The serious spiritual transformation of Ringling is shallow, rushed and predictable. By the very end, it feels phony. Diner conversations about the meaning of life are limpid and meatless: "What matters is how you treat people." "Live a good life. Help people. Meditate. Don't Hurt." And seven days later, a miracle: Otto is transformed.

The comedic aspect falls short, too. Two oddballs, picture Zippy the pinhead and Walter Matthau, leave the planet for seven days to travel in the mash potatoes and gravy of the mid-west. There are some lame scenes where the crimson robed monk is embarrassingly out-of-place (swimming in a Speedo at a Minnesota lake, mini-golfing in Wisconsin) and where Otto struggles in his spiritual awakening (tearing muscles in a yoga class). Amusing possibilities, but Merullo's humor is flat. Bill Bryson's "A Walk in the Woods" interplay with his friend Katz come to mind as far funnier.

*Data section:*
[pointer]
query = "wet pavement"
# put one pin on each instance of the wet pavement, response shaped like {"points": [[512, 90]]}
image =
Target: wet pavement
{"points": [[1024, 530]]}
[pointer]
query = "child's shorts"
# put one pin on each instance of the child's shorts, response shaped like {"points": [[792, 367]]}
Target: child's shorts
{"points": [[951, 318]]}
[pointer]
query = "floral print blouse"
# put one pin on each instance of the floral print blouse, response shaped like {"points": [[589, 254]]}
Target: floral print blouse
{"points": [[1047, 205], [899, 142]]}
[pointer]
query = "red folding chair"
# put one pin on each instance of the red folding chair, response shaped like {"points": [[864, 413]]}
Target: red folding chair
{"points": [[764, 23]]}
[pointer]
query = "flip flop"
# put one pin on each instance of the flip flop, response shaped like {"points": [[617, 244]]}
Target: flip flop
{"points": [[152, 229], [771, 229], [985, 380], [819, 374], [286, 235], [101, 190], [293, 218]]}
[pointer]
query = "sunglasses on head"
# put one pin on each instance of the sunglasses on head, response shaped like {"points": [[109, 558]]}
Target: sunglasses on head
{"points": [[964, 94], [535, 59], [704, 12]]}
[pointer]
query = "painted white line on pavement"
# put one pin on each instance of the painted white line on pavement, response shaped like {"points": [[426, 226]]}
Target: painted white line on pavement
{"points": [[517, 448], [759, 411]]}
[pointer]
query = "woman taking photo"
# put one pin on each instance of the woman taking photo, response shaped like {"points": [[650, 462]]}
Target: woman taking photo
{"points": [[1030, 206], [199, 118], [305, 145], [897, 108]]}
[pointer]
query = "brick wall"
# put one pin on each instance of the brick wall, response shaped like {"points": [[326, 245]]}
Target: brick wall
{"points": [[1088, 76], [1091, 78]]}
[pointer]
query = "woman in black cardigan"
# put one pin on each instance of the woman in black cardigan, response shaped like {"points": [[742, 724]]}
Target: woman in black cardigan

*Set task 1:* Summarize the book review in two sentences.
*Set task 2:* Write the next paragraph of the book review, picking up after its final sentence.

*Final result 1:* The review calls Ringling's spiritual transformation shallow, rushed and predictable, with thin diner talk about the meaning of life and a sudden change in Otto after seven days. It also finds the comedy flat despite amusing possibilities, and it judges the interplay in Bill Bryson's "A Walk in the Woods" far funnier.

*Final result 2:*
In spots, Merullo is very ordinary and humdrum. An entire paragraph devoted to the motel décor in South Bend that depicts Notre Dame football? The observation that football, not Catholicism, is the religion at Notre Dame? C'mon. Cliché. Detailed descriptions of mid-west German restaurants down to the pictures of lederhosen on the walls? Yawn.

Merullo isn't too bad at describing meals. By the time, our boys hit dinner, like ever-famished Otto, we are ready to dive into the New York strip steak and roasted shallots.